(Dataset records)
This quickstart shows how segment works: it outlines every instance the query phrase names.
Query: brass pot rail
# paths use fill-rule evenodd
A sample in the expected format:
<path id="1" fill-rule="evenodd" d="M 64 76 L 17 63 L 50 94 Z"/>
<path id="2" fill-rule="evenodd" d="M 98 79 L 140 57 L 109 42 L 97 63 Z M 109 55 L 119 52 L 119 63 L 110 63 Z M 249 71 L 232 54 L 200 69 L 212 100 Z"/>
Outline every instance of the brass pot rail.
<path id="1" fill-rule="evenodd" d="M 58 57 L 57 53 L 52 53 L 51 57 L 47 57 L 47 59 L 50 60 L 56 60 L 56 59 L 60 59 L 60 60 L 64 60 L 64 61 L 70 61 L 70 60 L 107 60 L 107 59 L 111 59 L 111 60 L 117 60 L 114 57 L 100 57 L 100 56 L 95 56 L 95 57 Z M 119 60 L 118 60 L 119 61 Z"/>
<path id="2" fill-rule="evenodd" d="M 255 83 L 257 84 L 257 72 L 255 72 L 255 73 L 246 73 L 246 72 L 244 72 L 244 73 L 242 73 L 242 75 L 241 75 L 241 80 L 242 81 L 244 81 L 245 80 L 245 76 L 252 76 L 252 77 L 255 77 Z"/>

WHAT YOU SHOULD DO:
Please copy the listing above word for word, line by line.

EXERCISE RESULT:
This quickstart shows how segment works: it outlines every instance the query phrase names.
Query: brass pot rail
# paths use fill-rule evenodd
A sample in the expected format:
<path id="1" fill-rule="evenodd" d="M 64 76 L 17 63 L 50 94 Z"/>
<path id="2" fill-rule="evenodd" d="M 98 79 L 140 57 L 109 42 L 97 63 Z M 109 55 L 119 52 L 119 63 L 110 63 Z M 249 71 L 232 54 L 200 69 L 212 100 Z"/>
Outline every instance of the brass pot rail.
<path id="1" fill-rule="evenodd" d="M 58 57 L 57 53 L 52 53 L 51 57 L 47 57 L 47 59 L 50 60 L 56 60 L 56 59 L 60 59 L 60 60 L 64 60 L 64 61 L 70 61 L 70 60 L 107 60 L 107 59 L 111 59 L 111 60 L 117 60 L 114 57 L 100 57 L 100 56 L 95 56 L 95 57 Z M 119 60 L 118 60 L 119 61 Z"/>
<path id="2" fill-rule="evenodd" d="M 255 83 L 257 84 L 257 72 L 255 72 L 255 73 L 246 73 L 246 72 L 244 72 L 244 73 L 242 73 L 242 75 L 241 75 L 241 80 L 242 81 L 244 81 L 245 80 L 245 76 L 252 76 L 252 77 L 255 77 Z"/>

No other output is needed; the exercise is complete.